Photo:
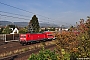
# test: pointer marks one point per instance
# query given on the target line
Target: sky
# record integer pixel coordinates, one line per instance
(49, 11)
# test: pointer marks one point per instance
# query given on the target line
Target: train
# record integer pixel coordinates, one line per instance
(36, 37)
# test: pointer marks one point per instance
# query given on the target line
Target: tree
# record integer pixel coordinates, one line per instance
(33, 25)
(7, 30)
(23, 30)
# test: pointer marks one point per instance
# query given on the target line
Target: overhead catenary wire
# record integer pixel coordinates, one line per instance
(32, 13)
(13, 17)
(15, 14)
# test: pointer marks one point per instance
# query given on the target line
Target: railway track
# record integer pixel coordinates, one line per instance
(26, 54)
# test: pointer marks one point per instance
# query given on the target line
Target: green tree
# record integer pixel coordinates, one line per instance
(1, 30)
(7, 30)
(44, 55)
(33, 25)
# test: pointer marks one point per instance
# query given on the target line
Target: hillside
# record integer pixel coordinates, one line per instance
(23, 24)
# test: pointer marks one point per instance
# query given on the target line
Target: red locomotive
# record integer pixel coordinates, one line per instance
(34, 37)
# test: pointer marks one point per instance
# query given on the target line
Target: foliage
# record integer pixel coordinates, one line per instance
(33, 25)
(76, 41)
(44, 55)
(23, 30)
(12, 26)
(7, 30)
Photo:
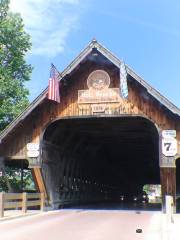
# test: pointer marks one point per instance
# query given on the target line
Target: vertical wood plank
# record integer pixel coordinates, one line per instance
(168, 185)
(42, 201)
(1, 204)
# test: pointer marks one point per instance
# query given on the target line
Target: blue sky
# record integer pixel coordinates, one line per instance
(146, 34)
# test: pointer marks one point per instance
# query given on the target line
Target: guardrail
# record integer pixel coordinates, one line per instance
(20, 200)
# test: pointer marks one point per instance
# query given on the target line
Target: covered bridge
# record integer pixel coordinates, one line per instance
(95, 144)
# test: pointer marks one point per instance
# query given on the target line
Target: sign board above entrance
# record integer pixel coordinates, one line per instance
(169, 133)
(33, 146)
(99, 92)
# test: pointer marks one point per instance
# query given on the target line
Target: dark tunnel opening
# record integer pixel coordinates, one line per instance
(99, 160)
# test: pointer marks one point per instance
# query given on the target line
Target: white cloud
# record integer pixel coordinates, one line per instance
(49, 22)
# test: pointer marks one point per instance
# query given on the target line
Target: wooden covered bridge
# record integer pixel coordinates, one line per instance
(96, 145)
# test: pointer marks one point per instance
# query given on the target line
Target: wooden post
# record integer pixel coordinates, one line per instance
(42, 201)
(24, 202)
(169, 209)
(1, 204)
(168, 185)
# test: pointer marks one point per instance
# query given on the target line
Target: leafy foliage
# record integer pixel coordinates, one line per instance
(11, 181)
(14, 71)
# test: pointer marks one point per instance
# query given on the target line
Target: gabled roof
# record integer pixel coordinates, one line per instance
(116, 61)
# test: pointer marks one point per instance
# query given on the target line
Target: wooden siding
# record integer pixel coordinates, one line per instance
(139, 103)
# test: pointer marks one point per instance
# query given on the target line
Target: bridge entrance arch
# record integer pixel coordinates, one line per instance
(97, 159)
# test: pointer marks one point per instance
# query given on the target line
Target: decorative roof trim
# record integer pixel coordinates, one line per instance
(115, 60)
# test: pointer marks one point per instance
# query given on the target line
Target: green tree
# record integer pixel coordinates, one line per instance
(14, 70)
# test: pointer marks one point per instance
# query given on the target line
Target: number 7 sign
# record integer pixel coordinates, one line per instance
(169, 147)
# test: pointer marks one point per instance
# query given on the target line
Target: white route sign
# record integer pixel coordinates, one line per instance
(169, 147)
(169, 133)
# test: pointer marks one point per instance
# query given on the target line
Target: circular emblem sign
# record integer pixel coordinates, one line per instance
(98, 80)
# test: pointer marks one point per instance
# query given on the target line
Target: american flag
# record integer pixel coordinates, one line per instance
(53, 89)
(123, 81)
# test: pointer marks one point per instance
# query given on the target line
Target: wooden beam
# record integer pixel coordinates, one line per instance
(39, 182)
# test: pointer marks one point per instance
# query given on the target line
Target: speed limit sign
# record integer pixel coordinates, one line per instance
(169, 147)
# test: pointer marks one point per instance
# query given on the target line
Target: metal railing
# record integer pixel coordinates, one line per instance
(20, 200)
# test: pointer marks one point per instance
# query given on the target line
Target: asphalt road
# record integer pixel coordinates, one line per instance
(84, 225)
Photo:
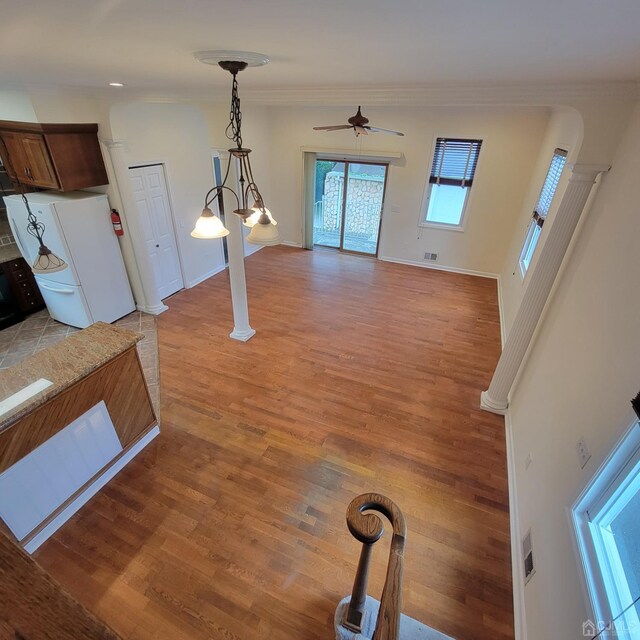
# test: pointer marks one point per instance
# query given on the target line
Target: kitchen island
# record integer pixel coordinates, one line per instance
(71, 416)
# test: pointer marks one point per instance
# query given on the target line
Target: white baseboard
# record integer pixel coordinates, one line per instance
(250, 249)
(207, 275)
(517, 570)
(439, 267)
(154, 311)
(89, 492)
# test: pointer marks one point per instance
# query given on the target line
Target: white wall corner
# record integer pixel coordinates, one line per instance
(517, 570)
(503, 331)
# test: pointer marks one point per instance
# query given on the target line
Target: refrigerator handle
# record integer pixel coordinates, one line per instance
(54, 289)
(19, 241)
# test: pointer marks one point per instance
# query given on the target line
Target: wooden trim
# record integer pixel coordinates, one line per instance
(119, 383)
(38, 127)
(35, 606)
(146, 387)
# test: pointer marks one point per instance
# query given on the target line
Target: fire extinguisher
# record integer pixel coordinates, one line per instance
(116, 222)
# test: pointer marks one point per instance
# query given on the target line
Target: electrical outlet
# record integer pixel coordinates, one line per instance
(527, 557)
(528, 460)
(583, 452)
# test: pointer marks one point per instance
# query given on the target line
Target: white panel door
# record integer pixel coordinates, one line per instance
(154, 211)
(35, 486)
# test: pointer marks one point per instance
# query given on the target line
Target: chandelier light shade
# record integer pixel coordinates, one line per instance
(209, 225)
(47, 261)
(255, 216)
(264, 232)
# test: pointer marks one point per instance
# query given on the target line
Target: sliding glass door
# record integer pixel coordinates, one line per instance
(348, 204)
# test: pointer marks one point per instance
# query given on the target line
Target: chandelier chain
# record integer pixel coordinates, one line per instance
(234, 128)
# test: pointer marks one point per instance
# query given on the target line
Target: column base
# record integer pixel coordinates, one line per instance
(243, 336)
(488, 404)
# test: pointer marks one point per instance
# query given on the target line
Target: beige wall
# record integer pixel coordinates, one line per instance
(177, 136)
(581, 373)
(16, 105)
(510, 149)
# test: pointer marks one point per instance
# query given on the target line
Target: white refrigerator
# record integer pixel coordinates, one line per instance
(78, 229)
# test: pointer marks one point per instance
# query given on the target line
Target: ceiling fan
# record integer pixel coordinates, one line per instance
(359, 124)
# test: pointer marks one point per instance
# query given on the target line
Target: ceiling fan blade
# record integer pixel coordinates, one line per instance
(333, 127)
(396, 133)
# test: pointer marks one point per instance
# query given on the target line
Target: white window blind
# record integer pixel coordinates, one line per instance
(455, 161)
(550, 184)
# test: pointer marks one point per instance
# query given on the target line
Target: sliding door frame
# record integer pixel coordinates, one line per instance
(347, 162)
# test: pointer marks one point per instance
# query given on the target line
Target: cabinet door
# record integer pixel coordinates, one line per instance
(13, 156)
(41, 172)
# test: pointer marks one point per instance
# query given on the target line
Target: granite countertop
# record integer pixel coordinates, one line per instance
(64, 363)
(9, 252)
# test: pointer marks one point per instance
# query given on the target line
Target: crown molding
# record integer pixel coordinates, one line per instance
(409, 95)
(424, 95)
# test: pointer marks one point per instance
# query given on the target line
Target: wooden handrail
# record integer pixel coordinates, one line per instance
(368, 529)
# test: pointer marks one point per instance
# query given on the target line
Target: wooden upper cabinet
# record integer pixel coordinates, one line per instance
(39, 169)
(53, 156)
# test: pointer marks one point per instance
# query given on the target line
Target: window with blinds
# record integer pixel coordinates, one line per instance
(455, 162)
(550, 185)
(541, 209)
(452, 173)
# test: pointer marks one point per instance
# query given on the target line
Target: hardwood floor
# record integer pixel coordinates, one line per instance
(363, 376)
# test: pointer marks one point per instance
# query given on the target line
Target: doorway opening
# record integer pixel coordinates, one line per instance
(348, 204)
(150, 193)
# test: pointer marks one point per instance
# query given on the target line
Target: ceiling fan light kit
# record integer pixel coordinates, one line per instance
(359, 124)
(208, 224)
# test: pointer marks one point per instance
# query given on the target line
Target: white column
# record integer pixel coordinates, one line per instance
(235, 247)
(496, 397)
(153, 304)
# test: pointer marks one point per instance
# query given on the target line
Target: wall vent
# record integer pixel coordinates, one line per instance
(527, 555)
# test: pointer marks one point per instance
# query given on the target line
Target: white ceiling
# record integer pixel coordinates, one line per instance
(149, 44)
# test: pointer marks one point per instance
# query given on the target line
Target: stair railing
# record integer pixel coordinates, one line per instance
(368, 529)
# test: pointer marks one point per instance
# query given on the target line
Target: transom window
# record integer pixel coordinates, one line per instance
(452, 173)
(607, 521)
(542, 209)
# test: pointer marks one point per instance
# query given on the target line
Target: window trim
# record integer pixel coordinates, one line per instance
(599, 490)
(424, 208)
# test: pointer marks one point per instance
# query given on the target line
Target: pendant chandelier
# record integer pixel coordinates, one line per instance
(46, 261)
(264, 229)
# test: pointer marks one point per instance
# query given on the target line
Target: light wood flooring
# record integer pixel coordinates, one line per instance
(363, 376)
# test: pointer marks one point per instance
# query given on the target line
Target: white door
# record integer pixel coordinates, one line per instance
(154, 211)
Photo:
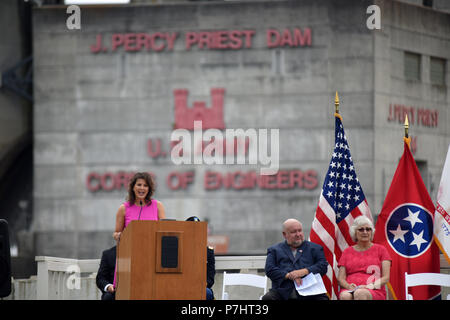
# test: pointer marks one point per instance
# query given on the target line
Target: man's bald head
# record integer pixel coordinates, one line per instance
(293, 232)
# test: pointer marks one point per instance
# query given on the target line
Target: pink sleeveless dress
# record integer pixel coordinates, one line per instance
(133, 212)
(147, 212)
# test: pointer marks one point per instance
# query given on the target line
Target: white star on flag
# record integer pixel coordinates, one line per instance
(398, 234)
(418, 240)
(413, 217)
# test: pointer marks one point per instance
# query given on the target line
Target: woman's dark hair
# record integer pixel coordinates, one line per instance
(151, 187)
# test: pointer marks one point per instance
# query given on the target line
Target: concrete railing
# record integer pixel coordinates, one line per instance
(72, 279)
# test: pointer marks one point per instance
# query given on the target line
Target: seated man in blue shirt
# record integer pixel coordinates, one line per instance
(290, 261)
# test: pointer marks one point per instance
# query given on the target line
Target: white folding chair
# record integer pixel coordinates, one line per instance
(423, 279)
(243, 279)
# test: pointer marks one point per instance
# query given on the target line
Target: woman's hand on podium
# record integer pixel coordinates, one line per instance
(116, 235)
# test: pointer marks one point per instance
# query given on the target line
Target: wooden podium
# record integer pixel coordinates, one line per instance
(162, 260)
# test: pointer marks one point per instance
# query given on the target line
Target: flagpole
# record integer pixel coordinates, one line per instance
(336, 107)
(407, 139)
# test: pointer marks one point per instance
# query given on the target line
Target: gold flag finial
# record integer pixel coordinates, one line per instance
(336, 103)
(406, 126)
(406, 138)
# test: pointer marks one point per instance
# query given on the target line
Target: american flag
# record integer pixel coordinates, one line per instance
(341, 201)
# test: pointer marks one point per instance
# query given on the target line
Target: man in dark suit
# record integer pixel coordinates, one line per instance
(290, 261)
(105, 274)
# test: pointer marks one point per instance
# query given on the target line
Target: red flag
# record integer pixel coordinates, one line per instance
(405, 228)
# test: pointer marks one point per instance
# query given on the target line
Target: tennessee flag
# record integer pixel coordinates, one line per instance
(405, 228)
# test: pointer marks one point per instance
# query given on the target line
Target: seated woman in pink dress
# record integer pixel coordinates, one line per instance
(139, 204)
(363, 268)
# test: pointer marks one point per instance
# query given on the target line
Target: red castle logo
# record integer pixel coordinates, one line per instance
(211, 117)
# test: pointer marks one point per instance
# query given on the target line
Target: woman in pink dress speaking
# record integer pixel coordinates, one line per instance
(363, 268)
(139, 204)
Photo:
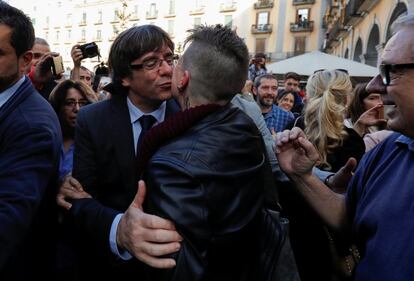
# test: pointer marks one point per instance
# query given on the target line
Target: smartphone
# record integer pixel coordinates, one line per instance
(105, 80)
(57, 66)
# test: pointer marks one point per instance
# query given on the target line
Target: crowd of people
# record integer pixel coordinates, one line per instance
(169, 171)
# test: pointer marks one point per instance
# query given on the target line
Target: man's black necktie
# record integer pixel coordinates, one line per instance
(146, 121)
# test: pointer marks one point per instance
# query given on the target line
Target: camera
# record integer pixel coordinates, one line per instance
(89, 50)
(55, 64)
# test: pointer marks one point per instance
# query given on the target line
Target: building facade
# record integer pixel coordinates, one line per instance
(359, 29)
(279, 28)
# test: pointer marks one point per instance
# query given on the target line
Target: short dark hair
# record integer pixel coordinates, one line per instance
(132, 44)
(292, 75)
(218, 61)
(22, 37)
(258, 79)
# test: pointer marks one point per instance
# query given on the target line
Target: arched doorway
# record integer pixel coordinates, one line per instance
(346, 54)
(358, 50)
(371, 57)
(400, 9)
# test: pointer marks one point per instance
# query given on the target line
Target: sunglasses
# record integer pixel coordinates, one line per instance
(386, 69)
(338, 69)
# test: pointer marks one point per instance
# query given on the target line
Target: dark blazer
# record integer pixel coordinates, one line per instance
(104, 163)
(30, 141)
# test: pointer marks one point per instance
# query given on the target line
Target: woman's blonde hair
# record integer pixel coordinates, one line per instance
(328, 92)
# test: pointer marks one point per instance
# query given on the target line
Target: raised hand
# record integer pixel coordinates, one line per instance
(147, 237)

Your instructions. Identify every line in the entries above that contains the word "light", and copy each of those lines.

Response.
Target: chandelier light shade
Target: ceiling fan light kit
Target: light wood flooring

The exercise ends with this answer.